LE CONSEGNE:
A. Secondo l'estratto della pagina, di quale paese è originario Jean Enrico Kouadio?
B. Riporta fedelmente il tratto dell'estratto della pagina che va da "È il 7 settembre" fino a "volte dagli spalti.".

ESTRATTO DELLA PAGINA:
Due partite, lo stesso insulto: Kouadio e il silenzio che fa rumore

È il 7 settembre 2025. Durante una partita di Eccellenza tra Accademia Borgomanero e Borgosesia, Jean Enrico Kouadio, fantasista dell’Accademia Borgomanero originario della Costa d’Avorio ha appena subito fallo sotto la tribuna dei tifosi ospiti, nasce un alterco con un avversario. Poi gli insulti: “Scimmia” ripetuto almeno quattro volte dagli spalti.

DATI DI PARTENZA:

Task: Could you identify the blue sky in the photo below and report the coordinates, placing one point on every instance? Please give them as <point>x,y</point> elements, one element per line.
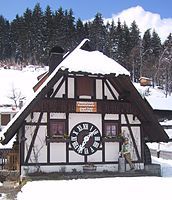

SOLUZIONI:
A. Della Costa d'Avorio.

B.
È il 7 settembre 2025. Durante una partita di Eccellenza tra Accademia Borgomanero e Borgosesia, Jean Enrico Kouadio, fantasista dell’Accademia Borgomanero originario della Costa d’Avorio ha appena subito fallo sotto la tribuna dei tifosi ospiti, nasce un alterco con un avversario. Poi gli insulti: “Scimmia” ripetuto almeno quattro volte dagli spalti.